Carry the post on humanists and New Zealand political parties forward from its final sentence.
>> Begin Selected extract
I have often thought that humanists and other non-theist groups, don’t play the role they could in New Zealand society. Out last census revealed that just under 50% of New Zealander’s now describe themselves as Christian (Is New Zealand a Christian nation?), while 32% ticked the ‘No Religion’ box (Trends in religious belief in New Zealand). There must be a lot of humanists out there and they just don’t get represented in our social organisations.
I therefore was intrigued with the recent launch of the Conservative Humanist Association at the 2008 UK Conservative Party Conference in Birmingham. It seems to me that there is scope for similar participation of humanist and similar organisations in New Zealand’s political parties. And why not? I am sure religious organisations are consciously participating in political parties. They are certainly participating in the general political arena.
Professor Dawkins’ participation in this conference also appealed to me because, as he pointed out, he had never voted Tory. This shows a refreshingly open-minded approach to politics.
>> End Selected extract
>> Begin Information shown
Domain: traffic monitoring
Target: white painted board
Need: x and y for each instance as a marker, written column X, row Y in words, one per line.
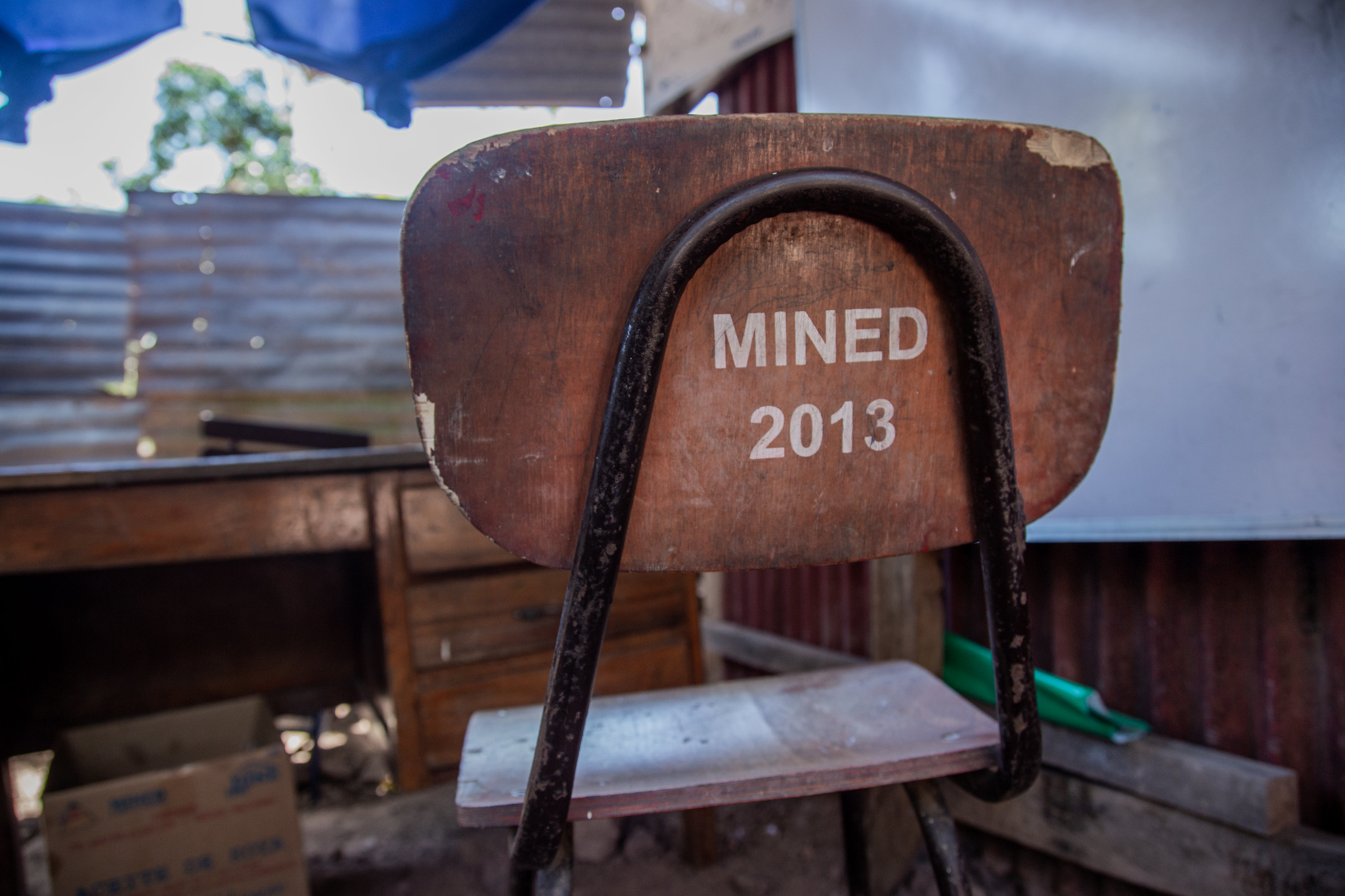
>> End Information shown
The reply:
It’s worth watching the videos below of Dawkins’ short presentation at the launch as he presents a summary of what humanists might like to achieve politically. I think it’s summed up in his comment: “We don’t necessarily want to be against religion, we want religion to know its place”.
Shane Greer interviews Prof. Richard Dawkins & Jeff Peel (04:57 min)
Shane Greer interviews Prof. Richard Dawkins & Jeff Peel at the launch of The Conservative Humanist Association at The Conservative Party Conference in Birmingham 2008
See also what the British Humanists are getting up to with their Atheist Bus Campaign.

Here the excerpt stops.